- [ОТРЫВОК]:
----------
Природный глазомер, разработанная техника, верность определения и изуродованные мальчуганы с опустошенными карманами плелись домой…
Но раз меж ними появился один американец, и в один прекрасный день мое появление не привело игроков в обычное волнение. На меня посмотрели, посмеиваясь, и мгновенно правда моего падения, мое молниеносное банкротство стало мне ясным как день. Играли уже на ушки, т. е. пуговицы с придавленными внутрь петлями. Я побледнел.
Напрасно предлагал я продать свои картонные деньги, настроение было насмешливое, но непоколебимое. Долгое время мои все пуговицы, пуговицы живших вокруг меня товарищей, даже учителей переходили в карманы противников, но все же энергичное трудолюбие пчелы, и — я вновь вернул себе былое влияние. Мой сундук опять стал первоисточником финансового могущества околодка. В моей комнате красовался сундук, переполненный позолоченными ушками с орлами, по таксировке дававшими при размене сотню маленьких гладких за штуку».
Поражение, из которого можно выйти победителем.
Так уже случалось и не раз, когда он падал с велосипеда, с трудом вновь садился в седло и, превозмогая боль, мчался вперед, чтобы сначала догнать, а потом и выскочить из-за спин соперников.
Корней Чуковский вспоминал: «Целыми часами просиживал я вместе с другими мальчишками под палящим солнцем верхом на высоком заборе, окружавшем тогда циклодром, чтобы в конце концов своими глазами увидеть, как Уточкин на какой-нибудь тридцатой версте вдруг пригнется к рулю и вырвется вихрем вперед, оставляя далеко позади одного за другим всех своих злополучных соперников — и Богомазова, и Шапошникова, и Луи Першерона, и Фридриха Блитца, и Захара Копейкина, — под неистовые крики толпы, которая радовалась его победе, как собственной… Я отдал Уточкину всю свою пылкую душу: не пропускал ни одного из его состязаний с румынскими, бельгийскими, итальянскими гонщиками и был беспредельно счастлив, когда однажды увидел его в гастрономическом магазине „Братьев В. И. и М. И. Сарафановых“, в котором он как обыкновеннейший смертный покупал сосиски и вино».
----------
- [КОРОТКОЕ УПРАЖНЕНИЕ]: Замените «сундук» на «ящик» в части отрывка, которая начинается со слов «Напрасно предлагал я» и заканчивается словами «из-за спин соперников.», и приведите эту часть целиком.

- [ВЫДЕРЖКА ИЗ ДАННЫХ]:
----------
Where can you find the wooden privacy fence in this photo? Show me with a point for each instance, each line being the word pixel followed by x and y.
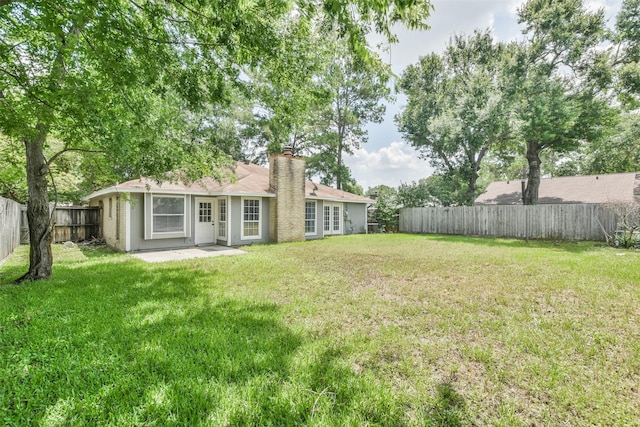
----------
- [РЕШЕНИЕ ЗАДАНИЯ]:
Напрасно предлагал я продать свои картонные деньги, настроение было насмешливое, но непоколебимое. Долгое время мои все пуговицы, пуговицы живших вокруг меня товарищей, даже учителей переходили в карманы противников, но все же энергичное трудолюбие пчелы, и — я вновь вернул себе былое влияние. Мой ящик опять стал первоисточником финансового могущества околодка. В моей комнате красовался ящик, переполненный позолоченными ушками с орлами, по таксировке дававшими при размене сотню маленьких гладких за штуку».
Поражение, из которого можно выйти победителем.
Так уже случалось и не раз, когда он падал с велосипеда, с трудом вновь садился в седло и, превозмогая боль, мчался вперед, чтобы сначала догнать, а потом и выскочить из-за спин соперников.